**SHORT TASK:** Output the following lines exactly as they appear.

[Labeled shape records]
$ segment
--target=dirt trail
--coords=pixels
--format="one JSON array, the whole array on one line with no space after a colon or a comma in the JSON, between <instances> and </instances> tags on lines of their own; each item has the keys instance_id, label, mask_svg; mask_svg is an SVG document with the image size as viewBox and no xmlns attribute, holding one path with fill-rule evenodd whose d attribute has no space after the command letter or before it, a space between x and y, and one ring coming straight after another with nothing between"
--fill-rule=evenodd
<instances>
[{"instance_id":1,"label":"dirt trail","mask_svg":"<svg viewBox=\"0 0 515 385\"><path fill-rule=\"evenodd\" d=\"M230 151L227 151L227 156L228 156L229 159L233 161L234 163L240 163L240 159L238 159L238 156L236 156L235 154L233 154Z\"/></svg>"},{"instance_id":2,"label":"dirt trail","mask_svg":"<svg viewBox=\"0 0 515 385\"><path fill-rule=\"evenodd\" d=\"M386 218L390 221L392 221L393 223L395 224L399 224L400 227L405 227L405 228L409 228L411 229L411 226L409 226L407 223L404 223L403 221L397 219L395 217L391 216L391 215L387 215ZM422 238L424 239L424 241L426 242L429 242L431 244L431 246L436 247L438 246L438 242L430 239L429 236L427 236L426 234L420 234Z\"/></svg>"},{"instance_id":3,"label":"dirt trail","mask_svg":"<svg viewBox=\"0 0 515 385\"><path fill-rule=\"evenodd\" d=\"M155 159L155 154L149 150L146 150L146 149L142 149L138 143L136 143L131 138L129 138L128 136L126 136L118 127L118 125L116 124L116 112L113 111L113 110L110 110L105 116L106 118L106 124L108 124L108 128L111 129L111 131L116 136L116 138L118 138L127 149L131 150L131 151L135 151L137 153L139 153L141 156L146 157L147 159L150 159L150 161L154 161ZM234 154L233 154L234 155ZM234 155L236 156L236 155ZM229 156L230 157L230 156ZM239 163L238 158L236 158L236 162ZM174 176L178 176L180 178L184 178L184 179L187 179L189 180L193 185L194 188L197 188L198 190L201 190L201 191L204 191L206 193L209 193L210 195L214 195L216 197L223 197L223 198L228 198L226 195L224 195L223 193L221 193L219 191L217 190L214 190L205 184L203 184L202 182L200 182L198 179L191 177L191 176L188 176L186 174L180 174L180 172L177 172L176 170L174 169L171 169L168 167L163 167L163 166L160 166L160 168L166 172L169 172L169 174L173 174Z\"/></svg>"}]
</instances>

**ANSWER TO THIS TASK:**
$ segment
--target=dirt trail
--coords=pixels
--format="one JSON array, the whole array on one line with no space after a colon or a comma in the JSON, between <instances> and </instances> tags on lines of their own; each item has the keys instance_id, label, mask_svg; mask_svg is an SVG document with the image size as viewBox and no xmlns attribute, holding one path with fill-rule evenodd whose d attribute has no space after the command letter or before it, a space between x and y, and one ring coming straight after another with nothing between"
--fill-rule=evenodd
<instances>
[{"instance_id":1,"label":"dirt trail","mask_svg":"<svg viewBox=\"0 0 515 385\"><path fill-rule=\"evenodd\" d=\"M230 151L227 151L227 156L228 156L229 159L233 161L234 163L240 163L240 159L238 159L238 156L236 156L235 154L233 154Z\"/></svg>"},{"instance_id":2,"label":"dirt trail","mask_svg":"<svg viewBox=\"0 0 515 385\"><path fill-rule=\"evenodd\" d=\"M386 218L390 221L392 221L393 223L395 224L399 224L400 227L405 227L405 228L409 228L411 229L411 226L409 226L407 223L404 223L403 221L397 219L395 217L391 216L391 215L387 215ZM422 238L424 239L424 241L426 242L429 242L431 244L431 246L436 247L438 246L438 242L430 239L429 236L427 236L426 234L420 234Z\"/></svg>"},{"instance_id":3,"label":"dirt trail","mask_svg":"<svg viewBox=\"0 0 515 385\"><path fill-rule=\"evenodd\" d=\"M155 159L155 154L149 150L146 150L146 149L142 149L138 143L136 143L131 138L129 138L128 136L126 136L118 127L118 125L116 124L116 112L113 111L113 110L110 110L105 116L106 118L106 124L108 124L108 128L111 129L111 131L116 136L116 138L118 138L127 149L131 150L131 151L135 151L137 153L139 153L141 156L146 157L147 159L150 159L150 161L154 161ZM234 154L233 154L234 155ZM234 155L236 156L236 155ZM229 156L230 157L230 156ZM239 163L238 158L236 158L236 162ZM174 176L178 176L180 178L184 178L184 179L187 179L189 180L193 185L194 188L197 188L198 190L201 190L201 191L204 191L206 193L209 193L210 195L214 195L216 197L223 197L223 198L228 198L226 195L224 195L223 193L221 193L219 191L217 190L214 190L205 184L203 184L202 182L200 182L198 179L191 177L191 176L188 176L186 174L180 174L180 172L177 172L176 170L174 169L171 169L168 167L163 167L163 166L160 166L160 168L166 172L169 172L169 174L173 174Z\"/></svg>"}]
</instances>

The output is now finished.